WHAT YOU HAVE TO DO:
Transcribe the material exactly. Images do not belong in the copy.

DATA SHOWN:

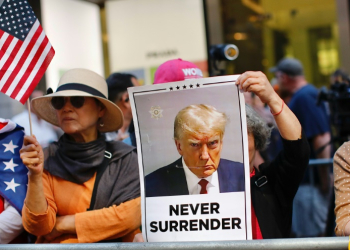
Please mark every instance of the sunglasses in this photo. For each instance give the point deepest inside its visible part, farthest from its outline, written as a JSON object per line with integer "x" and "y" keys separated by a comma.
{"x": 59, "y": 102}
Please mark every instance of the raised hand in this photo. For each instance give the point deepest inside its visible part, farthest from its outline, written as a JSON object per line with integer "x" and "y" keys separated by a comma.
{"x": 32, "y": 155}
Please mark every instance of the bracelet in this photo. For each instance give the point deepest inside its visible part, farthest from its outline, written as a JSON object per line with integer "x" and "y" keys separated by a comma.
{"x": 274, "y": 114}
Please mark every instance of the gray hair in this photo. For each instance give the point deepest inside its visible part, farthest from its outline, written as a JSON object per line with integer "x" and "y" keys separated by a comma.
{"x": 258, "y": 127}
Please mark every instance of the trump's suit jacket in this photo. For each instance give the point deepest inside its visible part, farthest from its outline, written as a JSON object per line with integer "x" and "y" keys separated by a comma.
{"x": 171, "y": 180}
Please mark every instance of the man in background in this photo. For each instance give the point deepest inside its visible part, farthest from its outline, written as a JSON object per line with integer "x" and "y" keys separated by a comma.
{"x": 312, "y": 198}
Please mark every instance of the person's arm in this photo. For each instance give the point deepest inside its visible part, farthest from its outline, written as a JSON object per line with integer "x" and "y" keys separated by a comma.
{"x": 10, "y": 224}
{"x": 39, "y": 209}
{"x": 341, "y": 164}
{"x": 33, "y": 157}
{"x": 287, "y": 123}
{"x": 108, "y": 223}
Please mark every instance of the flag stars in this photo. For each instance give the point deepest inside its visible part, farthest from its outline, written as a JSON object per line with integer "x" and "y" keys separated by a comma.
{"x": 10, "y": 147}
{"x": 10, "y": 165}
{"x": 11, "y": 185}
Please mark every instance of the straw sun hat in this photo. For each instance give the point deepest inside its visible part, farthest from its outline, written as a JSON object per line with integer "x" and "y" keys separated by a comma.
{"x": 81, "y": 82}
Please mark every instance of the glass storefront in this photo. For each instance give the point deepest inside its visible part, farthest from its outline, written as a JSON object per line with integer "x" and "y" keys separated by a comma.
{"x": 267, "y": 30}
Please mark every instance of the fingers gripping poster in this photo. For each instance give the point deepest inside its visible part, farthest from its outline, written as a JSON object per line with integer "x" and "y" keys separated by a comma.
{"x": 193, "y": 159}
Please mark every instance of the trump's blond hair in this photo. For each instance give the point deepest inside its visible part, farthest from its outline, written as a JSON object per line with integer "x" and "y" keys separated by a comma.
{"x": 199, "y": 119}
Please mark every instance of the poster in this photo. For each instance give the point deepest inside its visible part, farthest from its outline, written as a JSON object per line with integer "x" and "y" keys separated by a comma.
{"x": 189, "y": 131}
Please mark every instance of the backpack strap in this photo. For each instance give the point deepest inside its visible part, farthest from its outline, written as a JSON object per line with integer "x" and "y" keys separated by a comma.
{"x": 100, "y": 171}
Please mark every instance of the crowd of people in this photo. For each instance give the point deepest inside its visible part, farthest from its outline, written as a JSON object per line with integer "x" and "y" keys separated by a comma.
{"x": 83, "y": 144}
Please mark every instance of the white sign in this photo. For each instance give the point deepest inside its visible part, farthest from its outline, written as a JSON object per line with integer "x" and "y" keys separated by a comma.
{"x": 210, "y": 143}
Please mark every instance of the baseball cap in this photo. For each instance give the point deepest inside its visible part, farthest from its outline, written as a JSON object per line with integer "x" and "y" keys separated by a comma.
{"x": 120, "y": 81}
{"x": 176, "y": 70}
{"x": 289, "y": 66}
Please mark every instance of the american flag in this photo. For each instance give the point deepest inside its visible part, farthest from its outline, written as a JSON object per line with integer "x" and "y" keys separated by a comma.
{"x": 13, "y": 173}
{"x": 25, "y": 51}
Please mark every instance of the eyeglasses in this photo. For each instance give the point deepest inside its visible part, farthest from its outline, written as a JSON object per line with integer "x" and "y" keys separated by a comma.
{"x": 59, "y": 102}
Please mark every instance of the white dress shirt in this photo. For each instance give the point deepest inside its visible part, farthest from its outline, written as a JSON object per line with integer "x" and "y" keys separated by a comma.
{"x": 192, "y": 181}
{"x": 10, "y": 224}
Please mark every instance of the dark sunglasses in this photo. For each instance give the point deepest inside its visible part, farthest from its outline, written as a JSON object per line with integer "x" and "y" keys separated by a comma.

THE RESULT:
Please mark every instance of the sunglasses in this photo. For each instance give the point deepest inside its visible part, farthest from its outline, written as a JSON object per line with integer "x" and "y" keys separated by a comma.
{"x": 59, "y": 102}
Please mark every instance of the raised hand in this photo. For each instance give the point deepest inside its visible part, farthest from its outline, written as a JSON object per line with integer "x" and "y" keys separated by a comma.
{"x": 32, "y": 155}
Please mark every instance of the bracelet in this photo. For each instance give the point deepest inside its visible part, farthest from its outline, written as a JSON object per line with integer "x" and "y" keys separated by a comma.
{"x": 274, "y": 114}
Please mark every instance of the gray hair in this photo. For each instance give the point deepest inside its visible part, farthest from its outline, written as a JSON object per line with integer "x" and "y" keys separated by a comma.
{"x": 258, "y": 127}
Please mark every instance of the trump's suit jacket in this photo. For each instance give the point deepest inside its visible part, farthest from its outline, written as a JSON object per line with integer "x" and "y" keys separated by a comma.
{"x": 171, "y": 180}
Please mark every instance of the man in background in this photo. For each instance give the point deepest inside its visible part, farthest from its outline, written as a JSON object per line with integer "x" and "y" keys separated by a comma.
{"x": 312, "y": 198}
Please mark every instance of the person's arm in this photo. For each instance give the point deepest inside its visible part, farthest from its outline, written as a JSON object per line with integer "x" and "y" keys separated by a comma.
{"x": 10, "y": 224}
{"x": 39, "y": 209}
{"x": 341, "y": 164}
{"x": 33, "y": 157}
{"x": 287, "y": 123}
{"x": 108, "y": 223}
Please mark every instance of the flag stars in this photo. For each instance give the point deepest inside its visible part, farthest from its outline, written as a JSON object per line with integer "x" and "y" keys separated by a comma.
{"x": 10, "y": 147}
{"x": 10, "y": 165}
{"x": 11, "y": 185}
Please mark every instance of the straw sun hat in this photo. For each instance give the point deepest inside its visible part, farthest from its outline, written as a JSON object per line with integer "x" and "y" keys separated by a comma.
{"x": 81, "y": 82}
Please mark every instance of the glass storefront in this photo. For each instance give the point deepest inside its visible part, farthest from its outline, written as a JSON object per line with integer "x" and "y" keys separated by a comma.
{"x": 267, "y": 30}
Please mark every instance of the fingers gripping poster in this photo. For each instance give the point deepest inside its visible part, farthest from its outline, written as a JSON object per line with integer "x" and "y" keys separated by a comma.
{"x": 193, "y": 159}
Please mark every instance of the trump's blond hair in this photo. For each instance give the point deepest inside its visible part, farthest from its outline, written as a JSON object per line with integer "x" and "y" keys separated by a comma.
{"x": 199, "y": 119}
Please mark every instance of the poster in this photo. For each instance give the point deepest inside its visible part, farthest from its outline, written as a JSON object per line with integer "x" and "y" keys separated by a comma.
{"x": 189, "y": 131}
Please mark every instance of the backpack strap in this photo. For each instance give the point deepest inside its visible part, farthest from its outline, written as a JSON object per line with integer "x" and "y" keys separated by a comma.
{"x": 100, "y": 171}
Please mark every instance of the crowd of people in this photo. For each instance give the point deepest inside its visible part, farthest from its outline, written as a JSON object per line with integer "x" and "y" keys separated by a comma.
{"x": 83, "y": 144}
Please mark every instance of the white sign in this photo. For each instance give the point deepest inside its visible part, farthest from its outline, written as a JSON object per line with integer "x" and "y" keys separated by a comma.
{"x": 210, "y": 143}
Please mark every instance of the baseball cap in this photo. For each instance give the point deepest inside its visible part, farthest from its outline, written as a JSON object per line with integer "x" and "y" keys separated by a comma.
{"x": 120, "y": 81}
{"x": 176, "y": 70}
{"x": 289, "y": 66}
Please mark every instance of the american flag in this photo. For each instance give the point deepest inside its visible part, farthest from its outline, written as a JSON object per line with integer "x" and "y" keys separated by a comma.
{"x": 13, "y": 173}
{"x": 25, "y": 51}
Please mark every instance of the eyeglasses in this photo. For each instance give the point deepest inside its visible part, farthest from its outline, written as a JSON object per line with integer "x" and "y" keys separated by a comma.
{"x": 59, "y": 102}
Please mark every instance of the white dress shirt in this photo. For each instance give the point deepest inside its visible part, farthest from its outline, written as a JSON object per line with integer "x" and "y" keys separated by a comma.
{"x": 192, "y": 181}
{"x": 10, "y": 224}
Please mark every instance of the dark sunglasses in this photo. For each instance give the point deepest inside its visible part, farthest from its outline, written as a JSON object per line with integer "x" and "y" keys separated by a comma.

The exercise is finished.